(Beginning of Material supplied)

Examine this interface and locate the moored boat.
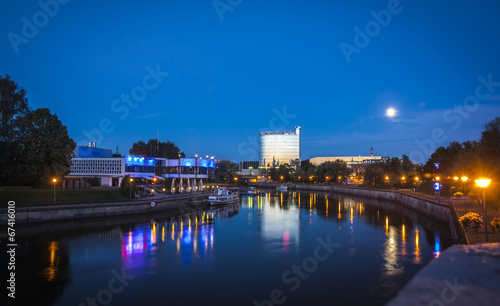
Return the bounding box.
[276,184,288,192]
[209,187,240,206]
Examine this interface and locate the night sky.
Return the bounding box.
[2,0,500,163]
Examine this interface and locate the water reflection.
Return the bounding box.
[10,191,455,306]
[120,204,238,276]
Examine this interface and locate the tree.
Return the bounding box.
[479,117,500,165]
[315,160,352,183]
[293,167,306,181]
[364,156,417,188]
[214,160,238,183]
[121,175,136,198]
[129,139,184,158]
[0,75,30,184]
[16,108,75,186]
[269,164,293,181]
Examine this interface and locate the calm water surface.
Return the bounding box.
[4,190,454,306]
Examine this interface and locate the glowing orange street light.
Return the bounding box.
[52,178,57,205]
[234,177,238,181]
[385,176,389,181]
[280,176,284,180]
[435,177,440,181]
[129,178,134,199]
[453,176,459,181]
[475,178,491,242]
[401,176,405,180]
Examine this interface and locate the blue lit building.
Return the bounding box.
[73,144,112,158]
[65,145,216,190]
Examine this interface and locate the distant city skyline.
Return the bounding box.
[2,0,500,163]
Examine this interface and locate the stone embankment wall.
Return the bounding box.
[1,195,206,224]
[253,183,452,224]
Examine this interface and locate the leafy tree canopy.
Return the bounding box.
[16,108,75,186]
[129,139,184,158]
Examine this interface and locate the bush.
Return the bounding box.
[459,212,483,230]
[120,175,136,198]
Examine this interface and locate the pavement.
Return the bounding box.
[388,243,500,306]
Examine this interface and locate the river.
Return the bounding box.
[2,190,454,306]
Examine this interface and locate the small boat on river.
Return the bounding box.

(End of Material supplied)

→ **Activity**:
Excluding the pictures, output every entry above without alteration.

→ **Answer to the exercise**:
Examine this interface and locate the moored boat.
Return the bounding box.
[276,184,288,192]
[209,187,240,206]
Examine this interface and locate the night sky.
Return the bounding box.
[2,0,500,163]
Examine this interface and locate the water reflection.
Return the bounding box.
[10,191,455,306]
[120,204,238,276]
Examine this interface and locate the tree.
Return the bounding box.
[479,117,500,165]
[315,160,352,183]
[293,167,306,181]
[364,156,417,188]
[214,160,238,183]
[121,175,136,198]
[129,139,184,158]
[0,75,30,184]
[16,108,75,186]
[269,164,293,181]
Examine this interface and locate the calm water surface.
Return the bounding box.
[4,190,454,306]
Examine this interface and locate the glowing orange street light.
Return the bounding box.
[52,178,57,205]
[234,177,238,181]
[385,176,389,181]
[280,176,284,180]
[435,177,440,181]
[129,178,134,199]
[453,176,459,181]
[475,178,491,242]
[401,176,405,180]
Examine this interface and locate the blue lit building.
Return the bounding box.
[73,144,112,158]
[65,145,216,190]
Examine this interface and locate the distant city skyline.
Return the bounding box.
[2,0,500,163]
Examine this interface and locate the stone embankment wall.
Return the bounding box.
[1,195,206,224]
[253,183,452,224]
Examine this interface and locate the leafy tree canopy.
Return the bounding box.
[16,108,75,186]
[129,139,184,158]
Examine this interface and locate the bush.
Return the bounding box.
[459,212,483,230]
[120,175,136,198]
Examine this interface and locate the pavement.
Return the bounding box.
[388,243,500,306]
Examine this interface and locate the river.
Return the bounding box.
[2,190,454,306]
Examine this interface and locate the small boat on river.
Return the bounding box.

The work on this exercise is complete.